[Record excerpts]
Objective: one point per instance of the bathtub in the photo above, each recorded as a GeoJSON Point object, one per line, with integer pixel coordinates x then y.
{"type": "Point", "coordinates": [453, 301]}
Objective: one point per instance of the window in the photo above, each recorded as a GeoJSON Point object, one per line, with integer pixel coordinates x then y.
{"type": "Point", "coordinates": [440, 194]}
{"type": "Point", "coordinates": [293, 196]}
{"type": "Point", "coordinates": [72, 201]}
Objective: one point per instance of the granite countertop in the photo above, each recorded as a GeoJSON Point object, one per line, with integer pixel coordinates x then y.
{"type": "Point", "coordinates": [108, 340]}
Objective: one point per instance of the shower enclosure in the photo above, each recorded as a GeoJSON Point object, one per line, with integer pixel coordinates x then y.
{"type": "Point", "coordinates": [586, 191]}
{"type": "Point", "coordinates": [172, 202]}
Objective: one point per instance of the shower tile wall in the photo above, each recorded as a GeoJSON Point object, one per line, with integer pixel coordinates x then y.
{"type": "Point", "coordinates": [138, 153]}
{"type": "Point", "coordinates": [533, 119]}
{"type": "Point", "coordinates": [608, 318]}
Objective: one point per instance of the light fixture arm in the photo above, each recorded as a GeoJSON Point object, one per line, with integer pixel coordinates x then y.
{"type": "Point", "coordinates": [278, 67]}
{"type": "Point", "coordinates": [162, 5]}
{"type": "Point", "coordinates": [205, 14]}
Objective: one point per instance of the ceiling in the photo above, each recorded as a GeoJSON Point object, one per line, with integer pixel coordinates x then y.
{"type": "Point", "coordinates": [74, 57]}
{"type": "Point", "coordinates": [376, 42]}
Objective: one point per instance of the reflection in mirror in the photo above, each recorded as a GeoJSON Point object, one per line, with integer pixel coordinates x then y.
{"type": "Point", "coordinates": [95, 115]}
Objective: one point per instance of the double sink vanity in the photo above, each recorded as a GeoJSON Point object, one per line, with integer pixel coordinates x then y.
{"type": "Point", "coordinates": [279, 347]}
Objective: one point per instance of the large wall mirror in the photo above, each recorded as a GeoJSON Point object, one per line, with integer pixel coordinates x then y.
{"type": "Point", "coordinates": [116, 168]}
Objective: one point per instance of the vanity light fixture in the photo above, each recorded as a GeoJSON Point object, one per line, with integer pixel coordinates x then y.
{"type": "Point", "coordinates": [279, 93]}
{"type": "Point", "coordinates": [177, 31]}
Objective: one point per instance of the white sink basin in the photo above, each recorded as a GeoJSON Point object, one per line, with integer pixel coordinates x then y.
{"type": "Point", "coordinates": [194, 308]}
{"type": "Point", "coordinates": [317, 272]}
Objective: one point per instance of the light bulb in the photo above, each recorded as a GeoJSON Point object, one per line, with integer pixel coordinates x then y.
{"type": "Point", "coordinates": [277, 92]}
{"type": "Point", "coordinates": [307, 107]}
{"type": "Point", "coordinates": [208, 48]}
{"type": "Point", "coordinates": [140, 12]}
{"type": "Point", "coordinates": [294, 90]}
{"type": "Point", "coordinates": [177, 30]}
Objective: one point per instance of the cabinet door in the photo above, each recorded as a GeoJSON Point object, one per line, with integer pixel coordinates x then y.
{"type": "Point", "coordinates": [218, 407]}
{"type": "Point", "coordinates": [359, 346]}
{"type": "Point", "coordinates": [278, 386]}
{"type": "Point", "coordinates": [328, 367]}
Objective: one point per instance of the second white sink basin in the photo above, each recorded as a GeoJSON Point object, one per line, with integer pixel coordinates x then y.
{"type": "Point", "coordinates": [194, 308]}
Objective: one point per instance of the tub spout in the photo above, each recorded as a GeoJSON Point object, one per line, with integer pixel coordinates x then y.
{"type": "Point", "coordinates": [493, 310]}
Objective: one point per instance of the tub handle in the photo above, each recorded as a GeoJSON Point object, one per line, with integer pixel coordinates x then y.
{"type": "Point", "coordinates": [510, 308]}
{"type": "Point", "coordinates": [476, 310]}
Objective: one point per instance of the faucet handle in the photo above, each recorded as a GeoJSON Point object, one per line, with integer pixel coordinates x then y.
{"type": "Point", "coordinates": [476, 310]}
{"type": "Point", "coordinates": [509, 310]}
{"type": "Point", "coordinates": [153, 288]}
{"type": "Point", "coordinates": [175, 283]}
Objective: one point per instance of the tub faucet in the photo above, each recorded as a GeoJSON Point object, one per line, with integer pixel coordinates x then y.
[/Record excerpts]
About this exercise: Retype every entry word for word.

Completed exercise:
Objective: one point per instance of the bathtub in the photo above, each recorded as a GeoJSON Point object, one per line, with integer pixel coordinates x then y.
{"type": "Point", "coordinates": [453, 301]}
Objective: one point per instance of the window in the photo above, each recorded as a GeoJSON Point object, one per line, with integer pixel coordinates x then y.
{"type": "Point", "coordinates": [440, 194]}
{"type": "Point", "coordinates": [293, 196]}
{"type": "Point", "coordinates": [72, 201]}
Objective: one point per instance of the granite countertop in the photo above, each recorded as a GeoJSON Point object, one per line, with integer pixel coordinates x then y.
{"type": "Point", "coordinates": [108, 340]}
Objective: one point per instance of the shower enclosure in the photo above, each recorded as a GeoJSON Point object, one per line, with integer pixel coordinates x then y.
{"type": "Point", "coordinates": [586, 191]}
{"type": "Point", "coordinates": [172, 202]}
Objective: one point per instance of the shower tile wall in the photo above, each recorded as a GeoJSON Point object, one per line, with integer pixel coordinates x then y.
{"type": "Point", "coordinates": [138, 153]}
{"type": "Point", "coordinates": [533, 119]}
{"type": "Point", "coordinates": [608, 318]}
Objective: one point per instance of the light fixture arm in the photo above, each recorded as a GeoJSON Point object, one per line, with integer pixel coordinates x then y.
{"type": "Point", "coordinates": [278, 67]}
{"type": "Point", "coordinates": [162, 5]}
{"type": "Point", "coordinates": [205, 14]}
Objective: one point per instance of the ceiling in the photo above, each recorded as a GeoJSON Point object, one per line, with integer pixel coordinates x then y.
{"type": "Point", "coordinates": [74, 57]}
{"type": "Point", "coordinates": [376, 42]}
Objective: one point per instance of the reflection in mirror in the photo above, each recorded as a GeoJSON Point object, one per line, with integer pixel coordinates x then y.
{"type": "Point", "coordinates": [95, 115]}
Objective: one point per instance of the double sink vanity in the photo above, each recorded as a GeoJSON Point object, one per line, with integer pixel coordinates x then y.
{"type": "Point", "coordinates": [279, 347]}
Objective: one point per instance of the large wall mirror in the photo above, each recorded as a GeoJSON Point object, one per line, with integer pixel coordinates x then y.
{"type": "Point", "coordinates": [116, 168]}
Objective: one point per instance of the vanity light fixture in the photo above, each recorded as a GeoJSON Point object, one per line, with integer pixel coordinates x then y.
{"type": "Point", "coordinates": [279, 93]}
{"type": "Point", "coordinates": [177, 31]}
Objective: one point per instance of the white sink basin in the photo above, each recorded as a GeoJSON Point object, one per line, with integer pixel coordinates x then y.
{"type": "Point", "coordinates": [194, 308]}
{"type": "Point", "coordinates": [317, 272]}
Objective: one point per instance of the light bulb in the photo above, each recorded as a GeoJSON Point object, one per line, with integer pixel coordinates x then y.
{"type": "Point", "coordinates": [277, 92]}
{"type": "Point", "coordinates": [307, 107]}
{"type": "Point", "coordinates": [208, 48]}
{"type": "Point", "coordinates": [140, 12]}
{"type": "Point", "coordinates": [294, 90]}
{"type": "Point", "coordinates": [177, 30]}
Objective: one point per instance of the cabinet door in the photo above, each recorded as a GeoJSON Point object, one per line, with integer pixel coordinates x then y.
{"type": "Point", "coordinates": [218, 407]}
{"type": "Point", "coordinates": [359, 346]}
{"type": "Point", "coordinates": [278, 386]}
{"type": "Point", "coordinates": [328, 367]}
Objective: one point per instance of the second white sink basin in the photo above, each recorded as a GeoJSON Point object, one per line, with integer pixel coordinates x then y.
{"type": "Point", "coordinates": [194, 308]}
Objective: one point per instance of the tub spout in the photo above, each recorded as a GeoJSON Point object, one per line, with integer pixel coordinates x then y.
{"type": "Point", "coordinates": [493, 310]}
Objective: one point per instance of the tub handle in the photo above, each recorded as a GeoJSON Point object, one per line, with integer pixel coordinates x then y.
{"type": "Point", "coordinates": [510, 308]}
{"type": "Point", "coordinates": [476, 310]}
Objective: one point per instance of the faucet handle in the photo above, each recorded as a GeoJSON Point object, one per line, with integer pixel coordinates x then y.
{"type": "Point", "coordinates": [476, 310]}
{"type": "Point", "coordinates": [509, 310]}
{"type": "Point", "coordinates": [153, 288]}
{"type": "Point", "coordinates": [175, 283]}
Objective: one point per instance of the tub faucet in the photo above, each recorded as a GeoJSON Point object, one per line, with integer pixel coordinates x then y.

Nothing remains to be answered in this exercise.